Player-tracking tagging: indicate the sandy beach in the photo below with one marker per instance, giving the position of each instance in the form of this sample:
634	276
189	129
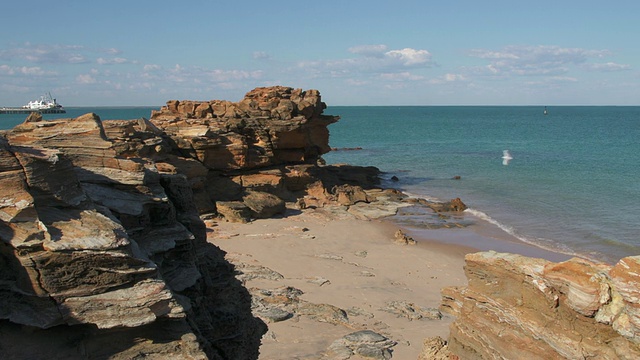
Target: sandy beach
349	263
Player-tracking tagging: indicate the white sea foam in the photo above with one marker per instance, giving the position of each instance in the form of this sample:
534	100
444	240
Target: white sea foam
542	243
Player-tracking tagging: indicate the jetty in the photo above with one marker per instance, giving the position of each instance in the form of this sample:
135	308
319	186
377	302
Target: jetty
45	105
18	110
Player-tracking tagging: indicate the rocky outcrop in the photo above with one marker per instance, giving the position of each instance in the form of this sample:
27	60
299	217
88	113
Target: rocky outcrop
102	237
519	307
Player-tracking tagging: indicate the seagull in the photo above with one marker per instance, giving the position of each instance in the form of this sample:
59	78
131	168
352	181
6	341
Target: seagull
506	157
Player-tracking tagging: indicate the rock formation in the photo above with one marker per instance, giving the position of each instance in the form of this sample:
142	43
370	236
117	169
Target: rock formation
516	307
103	250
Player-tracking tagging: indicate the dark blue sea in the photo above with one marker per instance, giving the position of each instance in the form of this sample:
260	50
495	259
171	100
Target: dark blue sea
572	185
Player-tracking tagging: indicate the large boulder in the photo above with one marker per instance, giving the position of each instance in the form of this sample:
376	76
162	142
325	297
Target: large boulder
519	307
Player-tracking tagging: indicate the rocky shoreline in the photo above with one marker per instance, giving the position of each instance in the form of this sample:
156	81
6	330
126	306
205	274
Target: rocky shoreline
108	232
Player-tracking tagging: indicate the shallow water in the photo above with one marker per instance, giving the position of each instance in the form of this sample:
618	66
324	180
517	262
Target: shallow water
571	185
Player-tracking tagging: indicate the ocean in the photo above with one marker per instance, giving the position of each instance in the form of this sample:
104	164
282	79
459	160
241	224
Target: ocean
572	185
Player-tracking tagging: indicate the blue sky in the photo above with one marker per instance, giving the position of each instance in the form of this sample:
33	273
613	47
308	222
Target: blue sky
458	52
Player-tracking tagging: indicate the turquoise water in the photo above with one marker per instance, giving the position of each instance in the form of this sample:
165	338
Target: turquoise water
573	184
7	121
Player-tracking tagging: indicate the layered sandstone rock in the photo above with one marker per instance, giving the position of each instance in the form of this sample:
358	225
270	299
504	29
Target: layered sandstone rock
100	222
516	307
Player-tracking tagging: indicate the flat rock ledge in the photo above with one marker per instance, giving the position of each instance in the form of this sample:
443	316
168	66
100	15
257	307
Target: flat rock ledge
519	307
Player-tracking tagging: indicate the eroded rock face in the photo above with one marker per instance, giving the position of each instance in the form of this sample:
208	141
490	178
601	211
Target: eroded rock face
100	223
519	307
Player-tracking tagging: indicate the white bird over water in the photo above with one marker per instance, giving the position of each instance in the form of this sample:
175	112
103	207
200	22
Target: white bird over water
506	157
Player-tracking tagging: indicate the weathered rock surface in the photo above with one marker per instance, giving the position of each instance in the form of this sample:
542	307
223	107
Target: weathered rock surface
519	307
102	239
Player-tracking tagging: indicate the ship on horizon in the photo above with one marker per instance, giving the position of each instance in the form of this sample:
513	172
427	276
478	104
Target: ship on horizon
46	104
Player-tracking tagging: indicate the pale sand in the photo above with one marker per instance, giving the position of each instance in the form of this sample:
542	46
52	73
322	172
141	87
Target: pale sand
365	270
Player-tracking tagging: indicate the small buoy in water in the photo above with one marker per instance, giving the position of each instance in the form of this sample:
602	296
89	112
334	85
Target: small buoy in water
506	157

◇ ◇ ◇ ◇

Update all the items above by replacing "Player-tracking tagging" with "Point tagging" wherever it appears, keeping everything else the same. Leave the pictures out.

Point tagging: indicate the sandy beach in the photo below with one marker per instance, giving the position of each instance in the form of this sample:
634	276
189	129
Target: sandy beach
349	263
Point tagging: indicate the white sea foam in the photo above with one marker per instance, giving the position of each instance in the form of this sample:
534	100
444	240
Target: white sea foam
542	243
Point tagging: indicate the jetty in the photo above with one marker per instance, giving the position of each instance in the form of this sample:
135	308
319	186
377	302
Target: jetty
45	105
18	110
Point tagging: indicate the rocky outcrop in the photo above with one marker per instance, giving the position of each instance in the form of this sample:
27	60
299	217
88	113
Target: rocky outcrop
102	237
519	307
Point tagging: indicate the seagull in the photo above with one marker per instance, giving the position of each instance in the form of this sample:
59	78
131	168
352	181
6	341
Target: seagull
506	157
Point tagging: indicate the rock formation in the photo above with one marker per instance, giving the position of each instance in the form of this sample:
142	43
370	236
117	169
Target: rock formation
516	307
103	250
Point tagging: indicate the dark blue sea in the photo above with one marker per instance, giving the position of each instance in the form of this sample:
260	50
495	259
171	100
Target: dark blue sea
572	185
Point tagging: indicate the large boulder in the photo above with one marker per instance, giving the position of each instance in the form of this sample:
376	76
162	142
325	297
Target: large boulder
519	307
Point tagging: indicate the rocky shoreline in the photo above with one marker per instance, giving the position of each instance in the form of this sample:
156	81
6	330
126	306
205	274
Target: rocky shoreline
108	232
Point tagging: indicate the shallow water in the photo above with one marker per instance, giving the position of each instance in the form of this sample:
618	66
324	180
517	262
Target: shallow water
571	185
Point tagging: indicate the ocean in the photo above with one marker per instance, giving the position of each instance in the form of this sample:
104	164
282	79
459	160
241	224
Target: ocean
572	185
Point tagging: indicate the blue sky in the photo above with one marker per instance, giving the position of each instance in the form of this sample:
33	273
613	47
308	222
Target: blue sky
458	52
Point tagging: indicate the turquoise water in the photo above with one marker per instance, giving the position of each instance in the form of this sample:
165	338
Target: turquoise water
573	184
7	121
Point tagging: indicate the layered sandstone rock in the photo above with one marker per instance, giving the position of each instance in the form of this sample:
358	225
270	299
504	29
Target: layered sandstone rock
100	222
516	307
Point tagging: indicate the flat rock ledge in the photo above with one marker per instance, giving the position of each instance in the form of this sample:
443	316
168	66
100	15
257	307
Target: flat rock ledge
519	307
Point tagging: indicate the eroded rock face in the photo above with one marker per instance, giving the position of each instance in the form of this sample:
208	141
490	178
601	211
Target: eroded rock face
100	223
519	307
Point tagging: indicate the white bird over water in the photo above with one marker per instance, giving the position of each instance in the form of this sample:
175	112
103	207
200	22
Target: white bird over water
506	157
Point tagging: indicate the weathered rock surface in the photo above with one marker per instance, giving the position of each instance in the form of this sample:
542	307
223	107
Target: weathered rock surface
519	307
102	239
Point tagging: indicate the ship on horizon in the photo above with one marker per instance, giving the position of each instance in the form of this sample:
513	172
427	276
478	104
Target: ship on horizon
46	104
Point tagging: indicate the pale sand in the photo above with one marker per instance, giving the position of each instance in the form of this sample:
542	46
52	73
322	172
141	87
Target: pale sand
365	270
Point tagging: indicate the small buoy in water in the photo above with one marker per instance, giving the position of each instance in the form of this sample:
602	296
89	112
334	85
Target: small buoy in water
506	157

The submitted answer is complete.